Repeat the items below word for word, omitting the pictures.

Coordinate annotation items
================

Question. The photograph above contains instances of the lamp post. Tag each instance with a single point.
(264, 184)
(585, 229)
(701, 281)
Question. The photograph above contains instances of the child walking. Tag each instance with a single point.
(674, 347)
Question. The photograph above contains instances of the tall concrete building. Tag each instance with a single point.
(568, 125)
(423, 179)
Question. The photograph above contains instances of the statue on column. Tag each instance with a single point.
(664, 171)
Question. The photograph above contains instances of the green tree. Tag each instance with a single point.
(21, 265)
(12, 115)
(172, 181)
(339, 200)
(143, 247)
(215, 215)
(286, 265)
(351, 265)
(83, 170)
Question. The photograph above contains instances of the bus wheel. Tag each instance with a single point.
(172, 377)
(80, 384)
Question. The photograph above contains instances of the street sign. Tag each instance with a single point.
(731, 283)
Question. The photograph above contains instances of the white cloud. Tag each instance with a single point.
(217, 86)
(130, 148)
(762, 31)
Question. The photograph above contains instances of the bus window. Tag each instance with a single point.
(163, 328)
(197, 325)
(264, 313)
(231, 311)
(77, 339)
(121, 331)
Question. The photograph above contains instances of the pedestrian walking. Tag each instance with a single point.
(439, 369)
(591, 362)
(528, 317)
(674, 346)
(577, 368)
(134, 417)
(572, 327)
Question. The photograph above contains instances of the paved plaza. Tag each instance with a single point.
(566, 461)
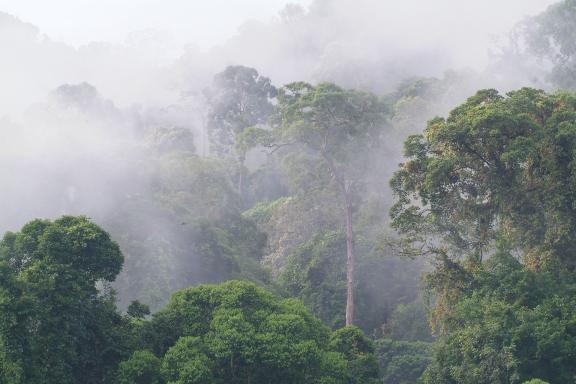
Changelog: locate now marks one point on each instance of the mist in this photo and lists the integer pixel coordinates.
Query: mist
(78, 118)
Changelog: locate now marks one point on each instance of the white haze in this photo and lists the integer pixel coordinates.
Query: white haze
(78, 150)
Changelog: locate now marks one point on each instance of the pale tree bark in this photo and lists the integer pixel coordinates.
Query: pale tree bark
(350, 255)
(350, 261)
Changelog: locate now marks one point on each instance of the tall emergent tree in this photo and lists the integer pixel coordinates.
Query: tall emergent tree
(491, 191)
(495, 165)
(338, 130)
(239, 98)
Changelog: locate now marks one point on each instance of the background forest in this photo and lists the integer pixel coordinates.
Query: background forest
(334, 214)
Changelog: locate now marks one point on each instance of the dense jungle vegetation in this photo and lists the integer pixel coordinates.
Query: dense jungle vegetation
(297, 250)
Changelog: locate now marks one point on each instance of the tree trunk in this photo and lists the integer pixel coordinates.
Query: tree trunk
(350, 261)
(241, 160)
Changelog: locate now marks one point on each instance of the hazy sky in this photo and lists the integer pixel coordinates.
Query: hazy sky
(203, 22)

================

:: Answer to the exercise ::
Question. The photograph above contains instances of the lamp post. Tag each instance with a single point.
(264, 184)
(585, 229)
(701, 281)
Question. The photograph above contains instances of the child walking. Tag each instance with a single point.
(674, 347)
Question. The photograph above contains instances of the tall concrete building. Tag each instance with a single point.
(568, 125)
(423, 179)
Question. The photograph above contains instances of the statue on column. Tag each instance with a single point.
(664, 171)
Question. The photograph above contains instances of the green tree. Tag each instance with a single point.
(21, 265)
(12, 115)
(172, 181)
(339, 200)
(143, 247)
(215, 215)
(286, 265)
(351, 265)
(83, 170)
Question. The photograph above contains instances of the bus wheel. Tag each instance with a single point.
(172, 377)
(80, 384)
Question. The photograph above contains instances of the street sign. Tag each instance with a single point.
(731, 283)
Question. The photograph above contains instances of the white cloud. Tag each instance with a single point.
(217, 86)
(130, 148)
(762, 31)
Question. The photograph above contains instances of the bus window. Tag each instance with a single point.
(163, 328)
(197, 325)
(264, 313)
(231, 311)
(77, 339)
(121, 331)
Question. The photograph above contains instances of the pedestrian walking. Tag each instance with a single point.
(439, 369)
(591, 362)
(528, 317)
(674, 346)
(577, 368)
(134, 417)
(572, 327)
Question. The photograph above contains instances of the paved plaza. Tag each instance with a single point.
(566, 461)
Changelog: locate now marks one point on each instance of the mist in this photo and lists the integer pixel coordinates.
Query: mist
(78, 118)
Changelog: locate now marks one point on each instance of the white haze in this photo and lists the integer pixel coordinates.
Query: white haze
(78, 150)
Changelog: locate now marks one point on each instance of the pale tree bark in this photo and lists the integer pixel coordinates.
Query: pale tree bark
(350, 255)
(350, 261)
Changelog: locate now marks one point on each instance of the tall emergent tree in this photo and lists the integer pixel coordinates.
Query: tall emergent tree
(491, 191)
(495, 165)
(338, 130)
(239, 98)
Changelog: locate now marks one point on each instance of the background forest in this photo and lists the integer pixel coordinates.
Query: background forest
(334, 214)
Changelog: locate now marks one point on each instance of the dense jungle vegetation in this photo and lists the integer pixel coordinates.
Query: dense jungle vegetation
(297, 250)
Changelog: locate now marks one point on each instance of the tree trunk in this photo and lists the integer pixel coordinates.
Query: tree trunk
(350, 261)
(241, 160)
Changelog: locate now marks one point on each instance of the hazy sky in this photo and lists the integer pixel coordinates.
Query: hazy sky
(203, 22)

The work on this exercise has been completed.